You’ve had a great life, Handshake! Way back in 2007, there was so much talk about social networking. Some companies were putting social networking sites outside their firewalls to engage their customers, and some (like IBM) had internal sites. Handshake was the first to do both, and what a challenge it was! We had to use the “email argument” to convince InfoSec to change their policy, enabling MITRE employees to post content outside the firewall and engage with our partners.
We based you on Elgg because that was the first platform Tom Read was able to get up and running, and later we hired Brett Profitt, one of your core developers. Handshake became an opportunity for us to experiment and conduct research, learn from our mistakes, and do fun things. We launched the first pilot in 2009 to a select group of users only to discover hundreds of users had already joined through word of mouth. We watched, we learned, we measured, we evaluated, we iterated. And in 2012, you became a corporate system!
You made your way to conferences in Hawaii, Georgia, Florida (twice), and California. You got yourself on the teaching curriculum at the Babson College School of Business. Along the way, you won the Step Two Design International Intranet Innovation Award (gold award for communication and collaboration) in 2010, the Nielsen Norman Group Top 10 Corporate Internets award in 2010, and MITRE Innovation Award for Extending MITRE’s Reach in 2011. But the best award over all those years was the fabulously motivated team you created, working together as if you were part of our extended family.

§ **Things to do**
A. Please mark each statement below as yes or no according to the Handshake farewell, and quote the words from that text that decide each one. (i) The first Handshake pilot was launched in 2009. (ii) Handshake was built on Elgg because Brett Profitt recommended that platform. (iii) Handshake became a corporate system in 2010.
B. Write the next part of the Handshake farewell, picking up right after its closing sentence.

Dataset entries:
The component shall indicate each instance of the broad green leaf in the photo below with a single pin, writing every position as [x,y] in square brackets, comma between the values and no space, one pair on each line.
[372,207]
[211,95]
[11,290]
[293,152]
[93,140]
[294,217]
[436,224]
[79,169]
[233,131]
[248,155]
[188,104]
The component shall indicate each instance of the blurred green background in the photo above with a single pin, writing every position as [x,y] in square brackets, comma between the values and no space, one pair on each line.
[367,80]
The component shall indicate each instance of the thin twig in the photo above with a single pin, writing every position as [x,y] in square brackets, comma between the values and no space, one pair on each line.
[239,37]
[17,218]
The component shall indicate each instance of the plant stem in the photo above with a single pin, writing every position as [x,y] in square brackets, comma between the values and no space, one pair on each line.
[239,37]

§ **Responses**
A.
(i) Yes: "We launched the first pilot in 2009 to a select group of users"
(ii) No: "We based you on Elgg because that was the first platform Tom Read was able to get up and running"
(iii) No: "And in 2012, you became a corporate system!"

B.
Farewell, Handshake – it’s not goodbye. You live on! You had a stint with the National Institutes of Health Data Commons Pilot and made an impressive impact as an Analytic Collaboration Environment for the Centers for Medicare and Medicaid Healthcare Fraud Prevention Partnership. You had a short run as eVA at the VA’s Massachusetts Veterans Epidemiology Research and Informatics Center but then came back to dominate as GenHub, a Multi-omics Research Ecosystem enabling thousands of genomics researchers to collaborate around research proposals; gain access to protected data in an analytic environment; and share, discover, and leverage research artifacts for research studies, clinical studies, and clinical trials. MITRE will be leaving you there to live out your legacy.
You may be gone from our lives, but never forgotten!